Point localization data:
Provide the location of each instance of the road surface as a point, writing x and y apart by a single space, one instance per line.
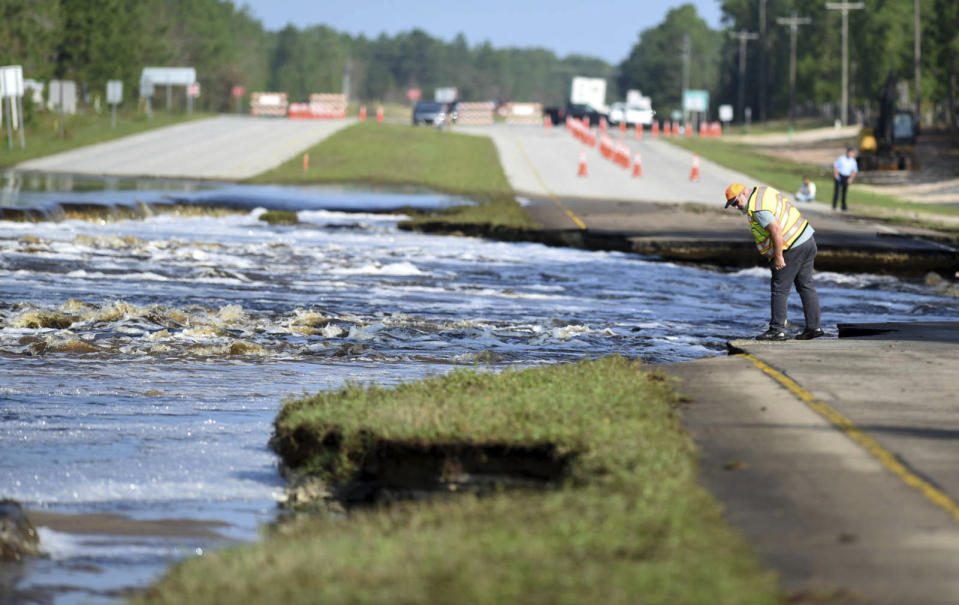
225 148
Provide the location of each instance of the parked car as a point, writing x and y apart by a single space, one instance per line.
558 115
431 112
631 114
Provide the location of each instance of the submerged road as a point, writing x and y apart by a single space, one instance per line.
222 148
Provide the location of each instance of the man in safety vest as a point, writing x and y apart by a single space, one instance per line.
786 238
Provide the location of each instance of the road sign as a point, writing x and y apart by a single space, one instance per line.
696 100
114 92
444 95
11 81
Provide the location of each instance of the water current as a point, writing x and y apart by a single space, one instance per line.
143 360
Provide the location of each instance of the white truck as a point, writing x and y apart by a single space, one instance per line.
637 109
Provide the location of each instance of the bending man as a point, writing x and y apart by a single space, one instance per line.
785 238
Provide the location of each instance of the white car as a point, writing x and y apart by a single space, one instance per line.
631 114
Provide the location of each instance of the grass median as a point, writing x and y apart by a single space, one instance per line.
43 134
624 522
399 154
786 176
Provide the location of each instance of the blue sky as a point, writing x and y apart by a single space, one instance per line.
606 29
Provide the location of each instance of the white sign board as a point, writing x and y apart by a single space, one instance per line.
114 92
169 76
445 95
588 91
63 95
634 98
696 100
11 81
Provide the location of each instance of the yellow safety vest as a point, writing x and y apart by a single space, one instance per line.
791 222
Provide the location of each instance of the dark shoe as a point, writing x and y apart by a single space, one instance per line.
772 334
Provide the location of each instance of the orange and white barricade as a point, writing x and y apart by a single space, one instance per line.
268 104
525 113
475 114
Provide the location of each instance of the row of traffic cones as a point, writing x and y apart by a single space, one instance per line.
379 114
583 169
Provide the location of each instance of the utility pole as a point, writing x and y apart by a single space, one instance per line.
793 22
762 60
844 7
917 59
743 36
685 83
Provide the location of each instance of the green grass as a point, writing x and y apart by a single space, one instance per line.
396 154
279 217
628 524
786 176
42 136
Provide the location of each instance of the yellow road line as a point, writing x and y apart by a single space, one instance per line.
885 457
542 184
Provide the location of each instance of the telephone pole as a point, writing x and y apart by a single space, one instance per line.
844 7
743 36
763 39
917 59
793 22
687 52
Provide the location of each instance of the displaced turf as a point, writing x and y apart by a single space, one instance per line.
627 522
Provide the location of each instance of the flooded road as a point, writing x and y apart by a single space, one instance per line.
144 360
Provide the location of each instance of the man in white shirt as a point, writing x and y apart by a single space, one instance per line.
844 171
807 191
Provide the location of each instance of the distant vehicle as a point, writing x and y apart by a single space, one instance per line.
631 114
558 115
435 113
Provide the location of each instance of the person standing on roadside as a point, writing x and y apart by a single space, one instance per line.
785 238
844 171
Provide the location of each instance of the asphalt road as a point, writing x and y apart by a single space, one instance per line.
223 148
857 507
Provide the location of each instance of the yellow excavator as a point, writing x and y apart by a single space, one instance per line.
889 143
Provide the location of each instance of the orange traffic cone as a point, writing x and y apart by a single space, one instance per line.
582 164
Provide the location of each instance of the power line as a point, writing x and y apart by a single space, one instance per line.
793 22
743 36
844 7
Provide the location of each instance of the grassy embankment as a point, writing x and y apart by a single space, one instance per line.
625 522
42 136
787 175
394 154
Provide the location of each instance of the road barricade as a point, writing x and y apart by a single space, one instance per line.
268 104
475 114
525 113
322 106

TASK STATEMENT
The entries above are to be repeated exactly, except for any pictures.

EXERCISE RESULT
Provide the location of each instance of the road surface as a point, writing x and y apart by a single space, one instance per line.
225 148
Provide the location of each instance of the parked car as a point, writing x and y apart by a single space, one instance per line.
558 115
431 112
631 114
Provide the location of each instance of the submerged road as a point, writing x and y apart by a single space, one instance per line.
222 148
Provide the location of each instance of the man in safety vest as a point, writing x and y apart by a single space, one instance per line.
786 238
Provide the location of each instance of the road sign as a point, writing x and y apart by a single space, one instance per line.
696 100
114 92
444 95
11 81
Provide the location of each instance of the water current as a point, writing x and y apart by a single space, one instance per line.
143 360
Provide the location of each instance of the white truck as a point, writing x and y apart by a single space, one instance per line.
637 109
Provide the location of each instance of the bending man as a point, writing x and y apart by a single space, one instance per line.
785 238
Provide the location of each instance of the white car as a point, writing x and y apart by a single space, one instance per line.
631 114
Provide the location of each instance of the grass median as a point, writing x and y apart by a single space, one instance per line.
43 134
624 522
399 154
786 176
Provide the location of each instance of the blue sky as a point, writing x and y apart by a single space, one instance per line.
606 29
Provide the location of each instance of the white sign board as a point, writing x and y apart by a single space, one instance per line.
114 92
169 76
445 95
588 91
63 95
634 98
696 100
11 81
Provide the location of each instance of the yellow safety vest as a point, writing x and y apart by a single space, one instance per line.
791 222
Provide the location of each instance of the dark shoe as a point, writing x and y apart by a single space, one instance per line.
772 334
Provide the location of each instance of the orange and white barricade as a point, writing x and y apart by a single space, one instance per line.
268 104
525 113
475 114
Provide the location of each instance of the row of traffic cones as a point, writing x and y apart by a single space, one instance per line.
379 114
583 169
Provide the location of each instance of the utility pole as a point, writing x and y apart by a single space, one instance per line.
793 22
762 60
844 7
917 59
743 36
685 83
Provide the location of each instance of the green grass as a point, writing x and y apart by a single space, one instance per line.
396 154
279 217
628 524
786 176
42 136
Provide the location of each instance of the yellow road line as a point, writing x and y apart by a single space, one instance per line.
885 457
542 184
Provide the location of each instance of the telephone pole as a point, writing x and y apart by a single space, one instance per line.
844 7
743 36
763 39
917 59
793 22
687 52
Provide the location of each instance of the displaced turf as a point, writing x and y apart by a single space, one instance per line.
627 522
Provide the location of each instance of the flooded road as a point, writing x and y apart by a single space, one instance per line.
144 360
Provide the location of each instance of the man in white shirt as a point, writing x and y apart by a single space, one instance per line.
844 171
807 191
Provide the location of each instance of the distant vehicle as a point, writing x and y apart by a single space, one instance per line.
631 114
558 115
435 113
Provide the location of each instance of the person standing on roadside as a point, writing x and y apart by a single space, one instance per line.
785 238
844 171
Provide the location of each instance of the asphalt road as a point, writing x and y apart by a single space, one instance per line.
223 148
857 507
Provide the location of each instance of the yellow excavator as a point, writing x and y apart by a single space, one instance per line.
889 143
Provide the location of each instance of the orange traffic cone as a point, writing x and y apart by a single space, one instance per line.
582 164
Provide the location of each instance of the power line as a point, writing x and y apart by a single space, one instance per line.
793 22
743 36
844 7
Provide the location of each instance of the grassy embankment as a point, writing x and y apart by a single space, one instance per line.
625 522
42 136
787 175
394 154
Provide the location of each instance of the road barricade as a point, writing x and y apart by a single space, one instance per line.
268 104
475 114
525 113
322 106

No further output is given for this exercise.